Given passage ->
========================================================================

Thanks so much for all your messages yesterday, Liv has passed them on and they really meant a lot after a tough day. A few shout outs and answers to questions.

First up - a big hello to Sharon and all the nurses in the trauma department in Northern Cal, what you guys do every day is about a million times harder than what I’m doing. You’re all legends.

A huge congrats to Fletch and Steph on their engagement, good news travels fast, even to Antarctica! Very happy for you both!

Does your compass work differently in Antarctica?
I have a global @suunto compass which means the needle will balance in both the northern and Southern Hemisphere. If I had a northern hemisphere compass down here the needle wouldn’t sit straight.

How do you keep track of what day it is?
I log my position, time travelled and conditions each day with as permanent marker on my @multimat sleeping pad. I didn’t want to sacrifice the extra weight of pen and paper so any other notes I need to make I record on my phone.

Does you body feel fit or tired from walking so much?

========================================================================

Data section ->
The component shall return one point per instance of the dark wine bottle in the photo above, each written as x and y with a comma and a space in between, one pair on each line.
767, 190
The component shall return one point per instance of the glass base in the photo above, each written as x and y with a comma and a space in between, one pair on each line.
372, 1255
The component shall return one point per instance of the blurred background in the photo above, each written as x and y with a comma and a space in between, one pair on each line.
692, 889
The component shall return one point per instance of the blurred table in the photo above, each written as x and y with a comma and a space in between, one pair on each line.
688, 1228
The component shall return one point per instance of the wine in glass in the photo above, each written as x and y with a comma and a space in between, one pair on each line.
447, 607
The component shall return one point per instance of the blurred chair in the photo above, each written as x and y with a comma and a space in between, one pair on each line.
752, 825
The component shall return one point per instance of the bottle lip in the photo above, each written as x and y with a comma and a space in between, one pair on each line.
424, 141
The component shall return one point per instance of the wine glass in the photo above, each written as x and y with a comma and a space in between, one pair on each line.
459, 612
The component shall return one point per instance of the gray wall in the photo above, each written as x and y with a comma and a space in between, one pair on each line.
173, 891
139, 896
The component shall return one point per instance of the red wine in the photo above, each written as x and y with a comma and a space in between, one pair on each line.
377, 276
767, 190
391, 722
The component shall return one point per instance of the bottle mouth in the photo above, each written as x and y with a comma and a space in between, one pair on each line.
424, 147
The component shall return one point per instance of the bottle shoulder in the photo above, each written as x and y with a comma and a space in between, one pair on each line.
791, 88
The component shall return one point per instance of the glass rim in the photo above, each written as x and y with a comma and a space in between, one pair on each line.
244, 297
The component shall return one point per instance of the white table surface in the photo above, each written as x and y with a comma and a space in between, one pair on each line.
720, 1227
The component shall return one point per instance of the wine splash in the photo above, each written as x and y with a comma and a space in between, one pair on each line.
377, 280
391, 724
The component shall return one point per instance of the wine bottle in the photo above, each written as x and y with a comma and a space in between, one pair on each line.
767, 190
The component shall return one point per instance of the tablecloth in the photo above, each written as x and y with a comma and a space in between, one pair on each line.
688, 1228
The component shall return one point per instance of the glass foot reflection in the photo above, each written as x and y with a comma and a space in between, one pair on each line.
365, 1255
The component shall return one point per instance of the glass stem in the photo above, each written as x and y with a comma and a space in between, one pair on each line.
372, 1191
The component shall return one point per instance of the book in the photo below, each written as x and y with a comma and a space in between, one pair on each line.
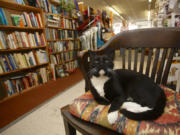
3, 17
15, 19
2, 90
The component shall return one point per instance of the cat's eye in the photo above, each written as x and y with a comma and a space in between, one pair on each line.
106, 61
96, 62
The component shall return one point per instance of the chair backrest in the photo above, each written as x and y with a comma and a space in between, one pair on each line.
156, 45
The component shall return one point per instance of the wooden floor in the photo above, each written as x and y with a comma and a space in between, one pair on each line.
14, 107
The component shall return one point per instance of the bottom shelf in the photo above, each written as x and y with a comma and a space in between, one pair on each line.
19, 104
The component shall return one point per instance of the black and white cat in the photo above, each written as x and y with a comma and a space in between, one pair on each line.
135, 95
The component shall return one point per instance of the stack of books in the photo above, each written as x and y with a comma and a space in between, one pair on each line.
23, 20
17, 84
52, 20
17, 39
3, 20
14, 61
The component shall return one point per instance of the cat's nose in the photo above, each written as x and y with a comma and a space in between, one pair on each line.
101, 72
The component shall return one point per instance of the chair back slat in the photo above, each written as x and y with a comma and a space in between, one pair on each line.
123, 59
149, 61
135, 59
129, 59
142, 61
153, 73
168, 65
160, 71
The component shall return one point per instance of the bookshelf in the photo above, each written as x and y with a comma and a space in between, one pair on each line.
40, 86
61, 31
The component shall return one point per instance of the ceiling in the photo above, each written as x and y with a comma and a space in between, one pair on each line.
130, 10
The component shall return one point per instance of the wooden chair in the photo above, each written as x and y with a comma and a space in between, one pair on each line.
161, 43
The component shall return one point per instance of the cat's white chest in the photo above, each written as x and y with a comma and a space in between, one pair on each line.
98, 83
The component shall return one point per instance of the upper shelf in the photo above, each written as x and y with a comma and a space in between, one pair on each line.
19, 7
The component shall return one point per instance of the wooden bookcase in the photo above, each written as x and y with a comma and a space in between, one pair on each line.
13, 8
16, 105
59, 27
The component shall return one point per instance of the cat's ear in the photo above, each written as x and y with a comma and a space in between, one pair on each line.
111, 54
92, 54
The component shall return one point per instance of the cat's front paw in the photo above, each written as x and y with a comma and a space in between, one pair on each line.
112, 117
102, 101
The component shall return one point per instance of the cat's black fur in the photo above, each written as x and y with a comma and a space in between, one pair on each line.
126, 83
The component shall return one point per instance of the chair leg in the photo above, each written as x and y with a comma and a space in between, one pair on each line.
69, 129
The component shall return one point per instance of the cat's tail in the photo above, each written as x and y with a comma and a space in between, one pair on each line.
150, 114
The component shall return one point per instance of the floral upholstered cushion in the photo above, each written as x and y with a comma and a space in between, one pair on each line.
87, 109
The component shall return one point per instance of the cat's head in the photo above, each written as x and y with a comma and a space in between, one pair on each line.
101, 64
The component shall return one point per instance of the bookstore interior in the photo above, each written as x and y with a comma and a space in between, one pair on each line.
40, 43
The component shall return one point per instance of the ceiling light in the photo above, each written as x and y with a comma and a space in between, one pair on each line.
149, 15
114, 11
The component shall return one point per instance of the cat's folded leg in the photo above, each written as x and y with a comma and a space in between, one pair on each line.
114, 109
102, 101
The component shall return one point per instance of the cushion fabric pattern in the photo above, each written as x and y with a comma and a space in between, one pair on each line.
87, 109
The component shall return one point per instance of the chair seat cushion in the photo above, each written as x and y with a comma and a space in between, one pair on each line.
87, 109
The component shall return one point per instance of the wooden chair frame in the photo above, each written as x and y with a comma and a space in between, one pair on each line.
158, 38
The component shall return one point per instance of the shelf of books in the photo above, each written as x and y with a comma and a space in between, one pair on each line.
37, 45
63, 43
23, 48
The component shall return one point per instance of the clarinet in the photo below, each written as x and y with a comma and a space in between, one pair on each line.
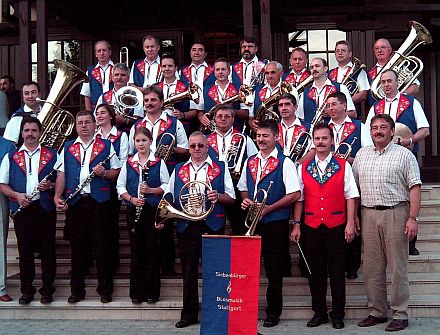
34, 193
88, 179
141, 196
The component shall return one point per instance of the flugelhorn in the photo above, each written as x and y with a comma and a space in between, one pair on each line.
193, 200
163, 150
235, 154
256, 210
244, 95
349, 149
407, 67
126, 98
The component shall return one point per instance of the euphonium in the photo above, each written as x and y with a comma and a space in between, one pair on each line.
192, 93
256, 210
58, 123
264, 113
407, 67
244, 95
235, 154
301, 146
348, 80
163, 150
126, 98
193, 200
347, 152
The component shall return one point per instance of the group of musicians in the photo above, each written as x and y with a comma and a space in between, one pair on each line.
305, 124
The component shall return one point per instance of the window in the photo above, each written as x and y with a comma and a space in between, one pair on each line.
318, 43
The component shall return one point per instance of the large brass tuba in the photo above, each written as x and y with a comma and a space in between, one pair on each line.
192, 93
407, 67
193, 200
126, 98
58, 123
348, 80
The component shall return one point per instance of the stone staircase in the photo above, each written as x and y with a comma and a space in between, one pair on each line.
424, 280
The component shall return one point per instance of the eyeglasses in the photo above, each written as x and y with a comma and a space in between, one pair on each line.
200, 145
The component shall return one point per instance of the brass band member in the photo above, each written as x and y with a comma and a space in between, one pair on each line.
328, 200
270, 165
221, 144
22, 179
99, 75
88, 211
141, 183
314, 96
202, 168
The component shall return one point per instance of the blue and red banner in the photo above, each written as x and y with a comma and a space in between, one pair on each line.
231, 281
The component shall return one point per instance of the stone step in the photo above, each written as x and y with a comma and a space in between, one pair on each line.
294, 307
420, 283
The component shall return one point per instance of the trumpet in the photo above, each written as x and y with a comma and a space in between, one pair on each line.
35, 191
244, 95
163, 150
256, 210
348, 80
126, 98
349, 149
193, 200
301, 146
235, 154
141, 196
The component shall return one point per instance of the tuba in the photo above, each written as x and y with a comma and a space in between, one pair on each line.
348, 80
163, 150
235, 154
244, 95
193, 200
192, 93
349, 147
407, 67
126, 98
58, 123
256, 210
264, 113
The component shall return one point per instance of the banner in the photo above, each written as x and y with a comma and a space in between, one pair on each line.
231, 281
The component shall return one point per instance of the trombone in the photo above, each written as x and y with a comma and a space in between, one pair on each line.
256, 210
349, 149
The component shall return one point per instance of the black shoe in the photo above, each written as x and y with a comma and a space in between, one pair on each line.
46, 299
73, 299
105, 299
25, 299
352, 275
338, 324
184, 323
371, 321
414, 251
397, 325
271, 321
317, 320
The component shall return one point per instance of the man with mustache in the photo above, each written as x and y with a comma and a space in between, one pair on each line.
146, 72
21, 173
99, 75
31, 92
119, 77
389, 180
298, 62
406, 110
158, 122
328, 200
314, 97
250, 66
270, 165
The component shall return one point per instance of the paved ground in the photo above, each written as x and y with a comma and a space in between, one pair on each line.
419, 326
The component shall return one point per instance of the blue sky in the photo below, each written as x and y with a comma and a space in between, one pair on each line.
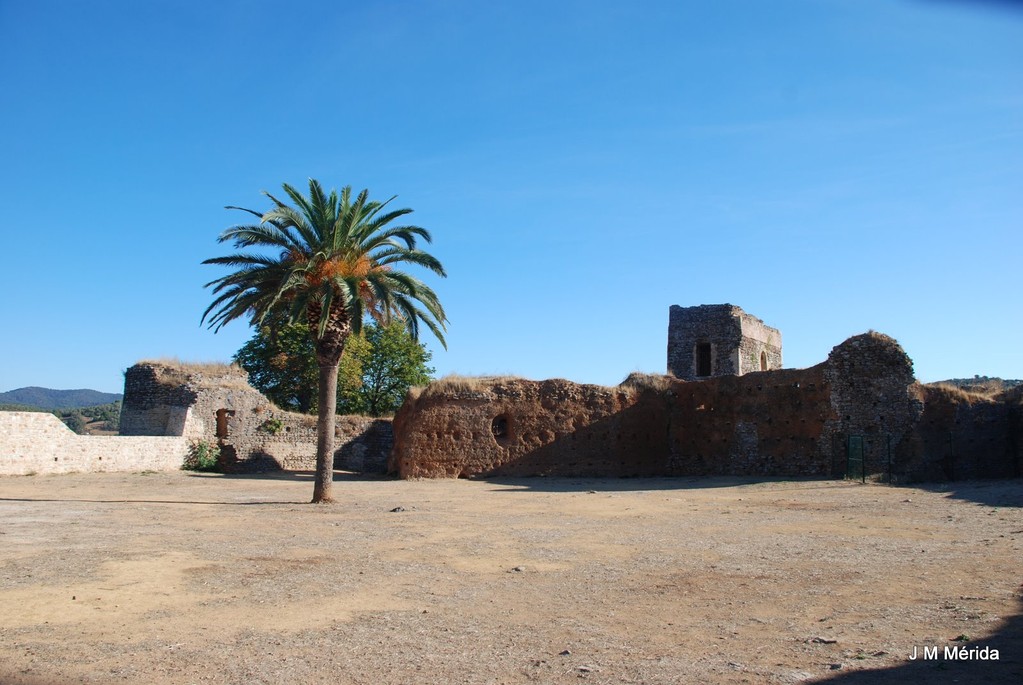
830, 166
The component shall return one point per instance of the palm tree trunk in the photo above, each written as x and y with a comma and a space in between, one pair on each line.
325, 421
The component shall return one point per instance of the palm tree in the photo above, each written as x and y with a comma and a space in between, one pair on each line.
328, 263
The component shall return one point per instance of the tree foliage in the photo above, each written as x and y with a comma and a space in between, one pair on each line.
379, 367
326, 262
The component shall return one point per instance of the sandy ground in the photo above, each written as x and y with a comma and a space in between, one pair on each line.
178, 578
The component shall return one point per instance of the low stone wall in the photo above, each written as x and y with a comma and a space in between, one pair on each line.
216, 404
40, 443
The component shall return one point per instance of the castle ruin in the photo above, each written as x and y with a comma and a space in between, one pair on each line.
719, 339
727, 409
214, 403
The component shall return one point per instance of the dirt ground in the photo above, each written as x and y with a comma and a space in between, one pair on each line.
178, 578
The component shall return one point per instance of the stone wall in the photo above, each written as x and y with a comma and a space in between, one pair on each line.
216, 404
785, 423
40, 443
739, 341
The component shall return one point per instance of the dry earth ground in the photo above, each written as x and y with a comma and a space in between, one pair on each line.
177, 578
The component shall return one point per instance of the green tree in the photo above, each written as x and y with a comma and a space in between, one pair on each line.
327, 263
375, 372
281, 363
395, 363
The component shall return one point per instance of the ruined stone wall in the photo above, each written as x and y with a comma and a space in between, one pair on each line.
524, 427
216, 404
715, 324
739, 341
763, 423
39, 443
960, 436
759, 344
875, 398
786, 422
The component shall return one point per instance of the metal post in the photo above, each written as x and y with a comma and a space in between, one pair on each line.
889, 459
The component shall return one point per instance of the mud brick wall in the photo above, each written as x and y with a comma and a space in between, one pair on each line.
216, 404
40, 443
961, 437
524, 427
786, 422
764, 423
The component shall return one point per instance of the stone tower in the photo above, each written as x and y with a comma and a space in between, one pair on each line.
719, 339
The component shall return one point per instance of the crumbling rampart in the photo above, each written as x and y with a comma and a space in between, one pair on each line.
40, 443
785, 422
215, 403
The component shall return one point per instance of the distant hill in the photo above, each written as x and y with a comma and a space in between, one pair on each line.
987, 383
44, 398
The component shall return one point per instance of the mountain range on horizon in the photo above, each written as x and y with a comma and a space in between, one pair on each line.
46, 398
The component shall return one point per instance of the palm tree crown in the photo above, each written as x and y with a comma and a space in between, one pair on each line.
327, 262
335, 255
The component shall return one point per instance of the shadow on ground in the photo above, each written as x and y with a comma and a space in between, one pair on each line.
1002, 493
1008, 669
602, 485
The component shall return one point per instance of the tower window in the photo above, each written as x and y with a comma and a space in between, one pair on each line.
703, 359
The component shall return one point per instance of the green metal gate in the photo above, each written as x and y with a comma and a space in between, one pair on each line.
855, 457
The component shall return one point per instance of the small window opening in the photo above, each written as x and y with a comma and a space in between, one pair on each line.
223, 416
499, 426
703, 359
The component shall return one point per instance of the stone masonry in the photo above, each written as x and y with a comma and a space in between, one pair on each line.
40, 443
215, 403
719, 339
787, 422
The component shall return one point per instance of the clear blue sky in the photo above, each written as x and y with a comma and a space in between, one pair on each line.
830, 166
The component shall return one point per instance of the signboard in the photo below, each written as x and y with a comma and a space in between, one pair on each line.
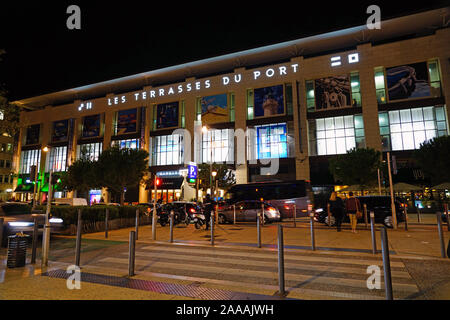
192, 171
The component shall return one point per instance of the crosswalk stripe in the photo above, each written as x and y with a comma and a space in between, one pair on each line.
266, 254
410, 288
249, 262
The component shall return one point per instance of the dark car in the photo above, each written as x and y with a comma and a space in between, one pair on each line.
247, 211
380, 205
18, 218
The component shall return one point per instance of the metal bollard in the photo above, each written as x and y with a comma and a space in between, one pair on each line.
78, 243
281, 261
1, 231
372, 230
295, 215
313, 240
447, 215
406, 218
106, 223
365, 216
171, 226
441, 234
131, 253
258, 229
35, 240
211, 222
386, 264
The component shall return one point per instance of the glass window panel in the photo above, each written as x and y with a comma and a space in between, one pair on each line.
394, 117
408, 140
350, 142
428, 113
383, 119
417, 114
339, 122
331, 146
419, 137
320, 124
329, 123
321, 147
348, 121
396, 141
405, 115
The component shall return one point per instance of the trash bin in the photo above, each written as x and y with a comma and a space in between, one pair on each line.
17, 250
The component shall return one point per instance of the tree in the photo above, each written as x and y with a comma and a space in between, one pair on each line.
81, 176
225, 176
433, 157
117, 169
357, 167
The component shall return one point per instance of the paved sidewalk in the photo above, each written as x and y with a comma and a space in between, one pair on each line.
336, 270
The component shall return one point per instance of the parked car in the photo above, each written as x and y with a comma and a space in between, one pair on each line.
70, 201
18, 218
247, 211
380, 205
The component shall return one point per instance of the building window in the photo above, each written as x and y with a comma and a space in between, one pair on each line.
57, 159
380, 85
336, 135
250, 105
310, 98
435, 78
222, 145
89, 151
29, 158
406, 129
129, 143
232, 107
356, 89
270, 141
183, 114
168, 150
289, 102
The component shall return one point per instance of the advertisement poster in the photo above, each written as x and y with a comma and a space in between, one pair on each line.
91, 126
408, 81
269, 101
215, 109
333, 92
126, 121
33, 134
60, 131
167, 115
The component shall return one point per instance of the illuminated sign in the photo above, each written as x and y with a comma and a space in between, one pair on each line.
85, 106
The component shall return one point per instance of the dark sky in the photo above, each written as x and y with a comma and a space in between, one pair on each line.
120, 38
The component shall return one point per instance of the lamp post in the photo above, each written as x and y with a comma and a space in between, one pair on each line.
205, 130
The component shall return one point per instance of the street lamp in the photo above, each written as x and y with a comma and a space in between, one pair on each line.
205, 130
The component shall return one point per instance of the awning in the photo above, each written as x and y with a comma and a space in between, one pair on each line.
167, 183
25, 188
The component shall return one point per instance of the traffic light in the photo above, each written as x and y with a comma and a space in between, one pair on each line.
32, 173
55, 179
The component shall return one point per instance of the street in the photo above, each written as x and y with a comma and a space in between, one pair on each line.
235, 268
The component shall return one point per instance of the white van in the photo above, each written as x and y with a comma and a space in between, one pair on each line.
70, 202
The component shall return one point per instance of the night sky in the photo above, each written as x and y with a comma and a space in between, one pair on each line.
121, 38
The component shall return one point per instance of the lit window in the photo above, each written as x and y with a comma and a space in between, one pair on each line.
222, 145
407, 129
336, 135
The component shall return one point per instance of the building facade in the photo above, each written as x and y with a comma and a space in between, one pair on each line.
289, 106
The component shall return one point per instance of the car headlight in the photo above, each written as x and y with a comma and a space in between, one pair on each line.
56, 220
20, 224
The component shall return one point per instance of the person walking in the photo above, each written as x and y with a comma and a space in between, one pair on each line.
209, 209
353, 209
336, 208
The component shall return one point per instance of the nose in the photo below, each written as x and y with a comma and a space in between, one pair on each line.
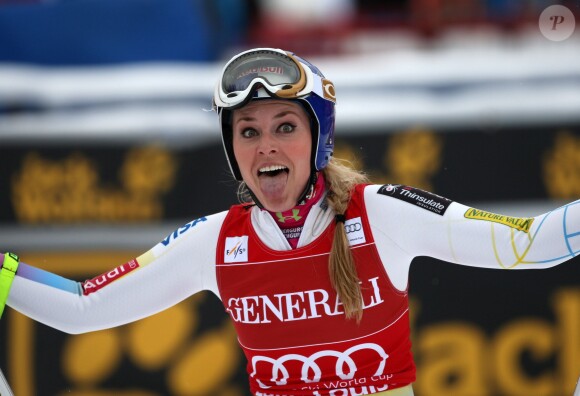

========================================================================

Tasks for this exercise ->
- A) Transcribe the part of the expedition post starting with "Does your compass" and going on through "what day it is?".
- B) List every person named in the expedition post.
- C) Answer from the expedition post:
(i) What kind of compass does the writer have?
(ii) Where does the writer log position, time traveled and conditions each day?
(iii) In which department do Sharon and the nurses work?

Results of the tasks ->
- A)
Does your compass work differently in Antarctica?
I have a global @suunto compass which means the needle will balance in both the northern and Southern Hemisphere. If I had a northern hemisphere compass down here the needle wouldn’t sit straight.

How do you keep track of what day it is?

- B) Liv, Sharon, Fletch, Steph

- C)
(i) A global Suunto compass, whose needle balances in both the Northern and Southern Hemisphere.
(ii) On the Multimat sleeping pad, written in permanent marker.
(iii) The trauma department in Northern Cal.